Consignes de l'exercice
1) Citez mot pour mot le passage de l'extrait sur la destitution de Donald Trump, en commençant à « Ses déclarations sur » et en terminant à « la Constitution américaine. ».
2) D'après l'extrait, quel professeur d'université a prédit l'élection de Trump à l'aide d'un modèle mathématique ?

Extrait du texte
Donald Trump n'était pas encore candidat républicain que déjà, en avril 2016, le site Politico publiait un long texte sur l'hypothèse de son impeachment.

Donald Trump n'était pas encore candidat républicain que déjà, en avril 2016, le site Politico publiait un long texte sur l'hypothèse de son impeachment.

Ses déclarations sur l'usage de la torture et l'assassinat des membres des familles de terroristes, disait l'article, pourraient constituer des crimes et enclencher la procédure de destitution prévue à la Constitution américaine.

Trump a été désigné comme candidat républicain. Il est devenu président - même s'il a perdu le vote populaire. Et aussitôt les médias étaient remplis de l'hypothèse. Le prof d'université Allan Lichtman, mis au rang des prophètes pour avoir prédit grâce à un modèle mathématique l'élection de Trump, a prédit également sa destitution au premier mandat. Michael Moore a fait de même. En décembre, le Vanity Fair publiait une analyse disant qu'avant même qu'il prête serment, les preuves s'accumulaient contre le futur président en matière de conflits d'intérêts, assez pour le faire destituer. Le 1er janvier, dans le Huffington Post, un prof d'université américain présidait également une destitution rapide en raison de ses liens commerciaux avec des puissances étrangères et sa collusion avec la Russie, pays ennemi, etc.

Données fournies
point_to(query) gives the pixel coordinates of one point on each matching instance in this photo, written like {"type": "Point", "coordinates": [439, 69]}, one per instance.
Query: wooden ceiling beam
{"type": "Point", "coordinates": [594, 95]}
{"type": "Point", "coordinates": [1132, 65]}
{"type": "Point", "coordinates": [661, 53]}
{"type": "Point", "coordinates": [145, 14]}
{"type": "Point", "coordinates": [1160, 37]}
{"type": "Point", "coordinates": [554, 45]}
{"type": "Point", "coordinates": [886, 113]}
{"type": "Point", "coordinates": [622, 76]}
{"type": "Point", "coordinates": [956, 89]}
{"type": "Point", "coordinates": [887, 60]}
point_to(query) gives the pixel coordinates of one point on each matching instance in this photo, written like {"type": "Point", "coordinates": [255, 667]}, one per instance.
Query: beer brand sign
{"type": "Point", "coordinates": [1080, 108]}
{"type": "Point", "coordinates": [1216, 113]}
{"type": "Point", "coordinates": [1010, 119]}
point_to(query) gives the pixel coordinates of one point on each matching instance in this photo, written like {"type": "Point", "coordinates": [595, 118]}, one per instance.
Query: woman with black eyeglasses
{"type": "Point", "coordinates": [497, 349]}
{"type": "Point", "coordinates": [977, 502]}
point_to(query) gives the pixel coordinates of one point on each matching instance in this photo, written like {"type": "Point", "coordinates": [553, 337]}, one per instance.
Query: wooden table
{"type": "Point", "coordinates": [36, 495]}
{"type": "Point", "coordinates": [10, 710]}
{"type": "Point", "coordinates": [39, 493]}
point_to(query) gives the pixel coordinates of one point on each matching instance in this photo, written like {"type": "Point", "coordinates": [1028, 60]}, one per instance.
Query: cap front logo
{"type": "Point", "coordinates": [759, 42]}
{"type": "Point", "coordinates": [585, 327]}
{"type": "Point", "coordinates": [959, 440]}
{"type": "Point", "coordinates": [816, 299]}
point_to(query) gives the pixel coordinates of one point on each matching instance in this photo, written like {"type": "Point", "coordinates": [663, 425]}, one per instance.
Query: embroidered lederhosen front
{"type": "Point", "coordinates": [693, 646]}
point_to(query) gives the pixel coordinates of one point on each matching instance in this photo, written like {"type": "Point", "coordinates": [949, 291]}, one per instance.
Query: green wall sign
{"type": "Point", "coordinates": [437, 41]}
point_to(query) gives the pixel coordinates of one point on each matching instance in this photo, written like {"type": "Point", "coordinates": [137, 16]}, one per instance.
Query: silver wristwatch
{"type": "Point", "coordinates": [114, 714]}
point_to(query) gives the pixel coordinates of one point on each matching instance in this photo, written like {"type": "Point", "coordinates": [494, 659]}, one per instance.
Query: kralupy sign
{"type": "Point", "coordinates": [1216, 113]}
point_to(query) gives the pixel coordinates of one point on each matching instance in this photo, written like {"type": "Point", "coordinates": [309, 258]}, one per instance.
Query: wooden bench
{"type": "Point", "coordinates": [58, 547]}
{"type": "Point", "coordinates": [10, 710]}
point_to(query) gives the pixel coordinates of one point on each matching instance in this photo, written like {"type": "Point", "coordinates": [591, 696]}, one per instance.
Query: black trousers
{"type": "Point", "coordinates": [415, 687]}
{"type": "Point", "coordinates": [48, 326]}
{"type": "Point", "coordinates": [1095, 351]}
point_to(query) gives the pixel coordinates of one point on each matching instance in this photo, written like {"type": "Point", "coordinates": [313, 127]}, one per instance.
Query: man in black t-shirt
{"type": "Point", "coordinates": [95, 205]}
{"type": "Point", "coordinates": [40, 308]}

Réponses par consigne
1)
Ses déclarations sur l'usage de la torture et l'assassinat des membres des familles de terroristes, disait l'article, pourraient constituer des crimes et enclencher la procédure de destitution prévue à la Constitution américaine.

2) Allan Lichtman.